* TAREA:
Traduce al inglés esta oración del texto sobre la deriva catalanista: «Recordemos que, durante los mandatos de Felipe González, con Pujol y Maragall, el equilibrio se mantuvo, llevando al independentismo de Ezquerra Republicana al borde de la desaparición, con una representación residual.»

━━━━━ EXTRACTO SELECCIONADO

EL VENENO Y LA DISCORDIA: LA DERIVA CATALANISTA



  
            Se veía venir, pero reconozcamos que resultó patético ver al octogenario Jordi Pujol, encabezando, junto a su radicalizado hijo Oriol, la manifestación independentista de la Diada, el 11 de septiembre en Barcelona.
            ¿Qué pasa?, ¿qué ha pasado para que Cataluña y España, y sin duda lo que inexorablemente ocurrirá dentro de unos meses en Euskadi, hayan llegado a este punto de disensión, de tan difícil retorno?
            Fruto amargo de una cadena de errores y malentendidos en que han imperado la arrogancia centralista y el eterno complejo de los catalanes, eternas víctimas: el resultado, dos nacionalismos excluyentes enfrentados casi a muerte.
            Lamentable que se pueda cometer tal cúmulo de equivocaciones desde la llegada a la Moncloa de Aznar. Recordemos que, durante los mandatos de Felipe González, con Pujol y Maragall, el equilibrio se mantuvo, llevando al independentismo de Ezquerra Republicana al borde de la desaparición, con una representación residual. Fue la etapa memorable en que toda España contribuyó a que se le concediera a Barcelona los Juegos Olímpicos de 1992. ¡Quién lo dijera!
            Fue la intransigencia de Aznar, que decía hablar catalán en la intimidad, durante su segundo mandato, la que empezó a exacerbar los ánimos, hasta el punto de que, en muy escaso margen de tiempo, la Ezquerra de José Luis Carod Rovira se erigía, con un espectacular aumento de apoyos, en llave del Gobierno catalán presidido por Montilla en aquel nefasto tripartito que esquilmaría a Cataluña y que, de rebote, traería de nuevo al poder al CIU de Artur Mas, otro especialista en tirar la piedra y esconder la mano.
            Para entonces, el monumental error de Zapatero engañando a Pasqual Magarall había completado, y de qué modo, la labor de Aznar. El astuto Zapatero, ávido de poder, y con tal de ganarle la Secretaría del PSOE a Bono, prometiendo lo imposible, fue el meteorito que, con el nuevo Estatut, envenenó las ya deterioradas relaciones entre dos pueblos cuya esencia estriba a su unión establecida en el reinado de los Reyes Católicos.

━━━━━━━━━━
━━━━━ FILAS GUARDADAS

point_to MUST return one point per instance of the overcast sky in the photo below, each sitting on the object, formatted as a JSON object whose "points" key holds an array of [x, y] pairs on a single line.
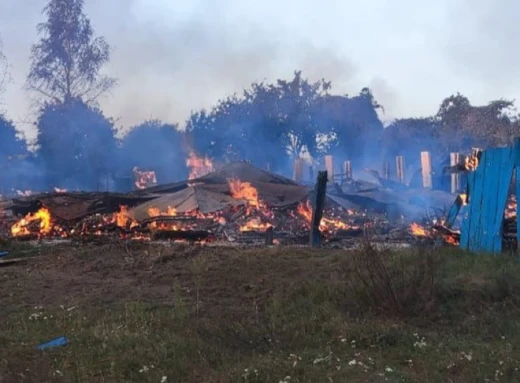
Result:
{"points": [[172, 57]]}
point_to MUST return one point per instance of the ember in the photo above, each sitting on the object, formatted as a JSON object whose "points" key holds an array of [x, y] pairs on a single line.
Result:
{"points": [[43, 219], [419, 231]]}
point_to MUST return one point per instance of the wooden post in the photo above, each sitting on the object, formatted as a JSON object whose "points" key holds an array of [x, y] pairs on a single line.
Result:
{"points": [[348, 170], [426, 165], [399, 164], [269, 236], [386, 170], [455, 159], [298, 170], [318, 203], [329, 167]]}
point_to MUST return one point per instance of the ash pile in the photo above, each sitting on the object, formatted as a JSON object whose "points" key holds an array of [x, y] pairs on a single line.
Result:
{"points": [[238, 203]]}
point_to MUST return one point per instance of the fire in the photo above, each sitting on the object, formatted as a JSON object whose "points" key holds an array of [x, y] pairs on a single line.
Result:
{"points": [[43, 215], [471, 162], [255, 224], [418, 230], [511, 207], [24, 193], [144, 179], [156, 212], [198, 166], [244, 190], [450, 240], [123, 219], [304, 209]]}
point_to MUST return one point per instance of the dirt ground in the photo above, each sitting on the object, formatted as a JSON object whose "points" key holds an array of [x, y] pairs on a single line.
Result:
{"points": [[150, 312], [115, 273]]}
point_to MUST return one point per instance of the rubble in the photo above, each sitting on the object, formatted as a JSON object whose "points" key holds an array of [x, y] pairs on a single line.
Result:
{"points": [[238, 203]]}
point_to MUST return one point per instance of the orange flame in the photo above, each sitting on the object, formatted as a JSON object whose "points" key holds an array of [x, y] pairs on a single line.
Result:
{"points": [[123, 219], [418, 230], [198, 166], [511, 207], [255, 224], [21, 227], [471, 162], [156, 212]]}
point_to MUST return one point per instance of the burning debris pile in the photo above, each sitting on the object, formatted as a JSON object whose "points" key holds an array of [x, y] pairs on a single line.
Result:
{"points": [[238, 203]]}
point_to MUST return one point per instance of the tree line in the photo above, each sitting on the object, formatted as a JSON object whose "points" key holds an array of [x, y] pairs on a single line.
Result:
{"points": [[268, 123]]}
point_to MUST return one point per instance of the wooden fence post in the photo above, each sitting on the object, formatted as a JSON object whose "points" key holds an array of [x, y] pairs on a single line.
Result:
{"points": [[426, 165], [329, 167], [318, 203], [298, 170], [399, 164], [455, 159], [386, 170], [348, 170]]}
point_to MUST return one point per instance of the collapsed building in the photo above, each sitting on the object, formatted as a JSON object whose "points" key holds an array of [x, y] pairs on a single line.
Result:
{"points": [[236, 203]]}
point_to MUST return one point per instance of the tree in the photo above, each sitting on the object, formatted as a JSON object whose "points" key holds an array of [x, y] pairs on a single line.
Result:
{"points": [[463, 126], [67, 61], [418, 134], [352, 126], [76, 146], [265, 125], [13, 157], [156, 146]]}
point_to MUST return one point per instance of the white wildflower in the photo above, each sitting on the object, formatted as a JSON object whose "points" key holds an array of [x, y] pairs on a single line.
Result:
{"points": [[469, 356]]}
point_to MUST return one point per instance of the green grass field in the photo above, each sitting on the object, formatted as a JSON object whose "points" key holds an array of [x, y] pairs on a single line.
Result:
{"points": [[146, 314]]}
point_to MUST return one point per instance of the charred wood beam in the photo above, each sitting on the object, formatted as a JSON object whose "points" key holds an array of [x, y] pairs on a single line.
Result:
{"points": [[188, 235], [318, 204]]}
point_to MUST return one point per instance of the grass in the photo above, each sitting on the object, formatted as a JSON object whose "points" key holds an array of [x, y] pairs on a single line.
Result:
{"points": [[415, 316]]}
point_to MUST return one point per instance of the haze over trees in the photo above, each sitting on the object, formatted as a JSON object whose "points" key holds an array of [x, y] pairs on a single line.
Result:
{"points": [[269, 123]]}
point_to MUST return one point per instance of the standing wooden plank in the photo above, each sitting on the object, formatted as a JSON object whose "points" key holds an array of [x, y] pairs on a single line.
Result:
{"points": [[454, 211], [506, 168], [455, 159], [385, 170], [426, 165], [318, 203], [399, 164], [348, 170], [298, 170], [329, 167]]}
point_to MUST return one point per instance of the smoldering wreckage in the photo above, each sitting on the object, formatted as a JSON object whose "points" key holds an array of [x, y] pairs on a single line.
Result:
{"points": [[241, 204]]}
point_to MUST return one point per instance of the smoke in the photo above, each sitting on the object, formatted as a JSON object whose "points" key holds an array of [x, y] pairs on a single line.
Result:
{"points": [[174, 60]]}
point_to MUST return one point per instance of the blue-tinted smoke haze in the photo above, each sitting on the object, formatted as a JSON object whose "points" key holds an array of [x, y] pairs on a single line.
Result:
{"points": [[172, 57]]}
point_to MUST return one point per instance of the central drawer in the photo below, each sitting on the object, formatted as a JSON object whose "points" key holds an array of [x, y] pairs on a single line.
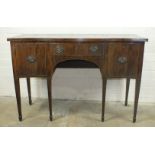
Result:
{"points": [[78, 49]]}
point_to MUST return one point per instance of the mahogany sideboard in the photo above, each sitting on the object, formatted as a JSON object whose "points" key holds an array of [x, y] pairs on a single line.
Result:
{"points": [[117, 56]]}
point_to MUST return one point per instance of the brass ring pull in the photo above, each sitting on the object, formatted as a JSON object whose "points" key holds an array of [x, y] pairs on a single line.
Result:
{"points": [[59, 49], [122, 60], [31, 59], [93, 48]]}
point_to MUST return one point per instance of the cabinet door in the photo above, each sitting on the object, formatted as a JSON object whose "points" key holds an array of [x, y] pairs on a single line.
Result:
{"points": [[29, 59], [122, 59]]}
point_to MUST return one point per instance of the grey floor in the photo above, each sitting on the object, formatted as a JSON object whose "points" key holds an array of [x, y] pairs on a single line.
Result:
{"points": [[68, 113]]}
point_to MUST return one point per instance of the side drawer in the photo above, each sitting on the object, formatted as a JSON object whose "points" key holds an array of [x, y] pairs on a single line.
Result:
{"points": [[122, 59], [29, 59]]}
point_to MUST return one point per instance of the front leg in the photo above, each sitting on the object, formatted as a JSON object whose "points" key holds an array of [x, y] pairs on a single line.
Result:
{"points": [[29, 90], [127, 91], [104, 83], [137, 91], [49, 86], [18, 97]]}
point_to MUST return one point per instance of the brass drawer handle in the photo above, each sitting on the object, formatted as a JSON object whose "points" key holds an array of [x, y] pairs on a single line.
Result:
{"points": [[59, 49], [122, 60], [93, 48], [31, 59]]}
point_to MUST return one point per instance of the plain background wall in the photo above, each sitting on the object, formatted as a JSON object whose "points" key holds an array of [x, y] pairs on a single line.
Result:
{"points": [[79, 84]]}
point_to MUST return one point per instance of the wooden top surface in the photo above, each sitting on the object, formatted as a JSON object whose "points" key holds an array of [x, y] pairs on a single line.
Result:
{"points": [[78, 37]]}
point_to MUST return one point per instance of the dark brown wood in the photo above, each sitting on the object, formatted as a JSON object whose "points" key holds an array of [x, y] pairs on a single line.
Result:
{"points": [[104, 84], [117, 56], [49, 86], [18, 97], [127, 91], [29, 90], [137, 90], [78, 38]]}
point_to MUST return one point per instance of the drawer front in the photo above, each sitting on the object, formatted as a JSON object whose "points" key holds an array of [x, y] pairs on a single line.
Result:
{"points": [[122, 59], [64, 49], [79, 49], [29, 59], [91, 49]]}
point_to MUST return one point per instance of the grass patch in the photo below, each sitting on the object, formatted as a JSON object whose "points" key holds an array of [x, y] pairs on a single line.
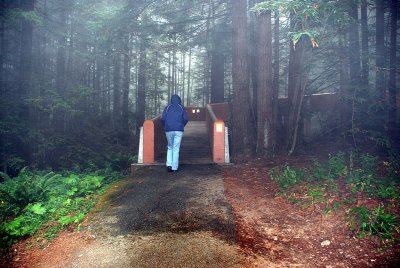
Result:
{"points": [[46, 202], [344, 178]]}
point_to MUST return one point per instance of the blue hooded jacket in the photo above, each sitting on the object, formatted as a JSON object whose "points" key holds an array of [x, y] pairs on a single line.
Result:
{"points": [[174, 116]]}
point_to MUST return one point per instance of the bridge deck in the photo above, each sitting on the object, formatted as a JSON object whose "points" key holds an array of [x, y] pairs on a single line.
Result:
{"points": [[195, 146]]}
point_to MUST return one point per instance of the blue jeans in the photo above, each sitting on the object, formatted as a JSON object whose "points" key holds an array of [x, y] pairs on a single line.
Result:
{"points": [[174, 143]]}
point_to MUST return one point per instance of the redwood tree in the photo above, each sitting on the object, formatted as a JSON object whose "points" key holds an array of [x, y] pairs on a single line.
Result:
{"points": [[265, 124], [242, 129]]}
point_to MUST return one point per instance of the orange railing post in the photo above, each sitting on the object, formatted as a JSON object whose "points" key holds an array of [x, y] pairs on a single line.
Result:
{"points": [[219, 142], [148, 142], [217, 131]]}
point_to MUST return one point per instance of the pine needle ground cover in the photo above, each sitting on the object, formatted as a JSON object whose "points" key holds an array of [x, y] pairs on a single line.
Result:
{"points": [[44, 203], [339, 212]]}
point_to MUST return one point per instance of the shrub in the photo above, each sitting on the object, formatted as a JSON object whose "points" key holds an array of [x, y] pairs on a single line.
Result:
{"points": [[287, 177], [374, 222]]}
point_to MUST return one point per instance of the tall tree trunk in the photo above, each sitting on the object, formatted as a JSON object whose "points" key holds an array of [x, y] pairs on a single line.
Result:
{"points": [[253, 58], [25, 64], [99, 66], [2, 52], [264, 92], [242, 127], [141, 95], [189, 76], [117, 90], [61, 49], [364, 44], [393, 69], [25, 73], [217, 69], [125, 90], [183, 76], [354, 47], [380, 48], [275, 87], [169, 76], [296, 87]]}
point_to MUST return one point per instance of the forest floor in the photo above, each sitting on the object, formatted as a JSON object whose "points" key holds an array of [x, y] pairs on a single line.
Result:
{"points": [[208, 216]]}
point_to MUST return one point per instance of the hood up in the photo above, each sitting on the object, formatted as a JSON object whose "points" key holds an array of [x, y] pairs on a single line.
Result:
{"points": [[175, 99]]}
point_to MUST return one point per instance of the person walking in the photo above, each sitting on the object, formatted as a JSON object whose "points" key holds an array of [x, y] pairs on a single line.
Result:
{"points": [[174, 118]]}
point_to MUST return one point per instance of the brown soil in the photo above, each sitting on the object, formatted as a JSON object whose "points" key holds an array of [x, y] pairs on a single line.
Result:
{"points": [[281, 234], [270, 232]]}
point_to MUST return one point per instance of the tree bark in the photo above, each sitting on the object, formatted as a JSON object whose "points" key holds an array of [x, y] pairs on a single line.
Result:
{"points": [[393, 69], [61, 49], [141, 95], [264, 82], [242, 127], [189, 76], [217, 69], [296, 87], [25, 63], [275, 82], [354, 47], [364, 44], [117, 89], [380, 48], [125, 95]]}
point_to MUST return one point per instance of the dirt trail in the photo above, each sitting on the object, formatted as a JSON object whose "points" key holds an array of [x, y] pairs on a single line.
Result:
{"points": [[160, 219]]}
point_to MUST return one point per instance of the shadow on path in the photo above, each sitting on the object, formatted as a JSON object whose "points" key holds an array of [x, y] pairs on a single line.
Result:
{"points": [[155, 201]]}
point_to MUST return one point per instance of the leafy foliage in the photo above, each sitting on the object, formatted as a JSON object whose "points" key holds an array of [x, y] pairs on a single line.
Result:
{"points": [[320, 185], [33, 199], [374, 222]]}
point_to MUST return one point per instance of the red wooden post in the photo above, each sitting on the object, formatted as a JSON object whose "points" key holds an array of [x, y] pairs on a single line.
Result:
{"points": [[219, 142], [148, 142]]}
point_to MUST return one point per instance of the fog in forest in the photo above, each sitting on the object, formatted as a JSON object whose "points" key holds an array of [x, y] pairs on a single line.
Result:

━━━━━━━━━━

* RESULTADO:
Let us remember that, during Felipe González's terms in office, with Pujol and Maragall, the balance held, bringing the pro-independence movement of Ezquerra Republicana to the brink of disappearance, with only residual representation.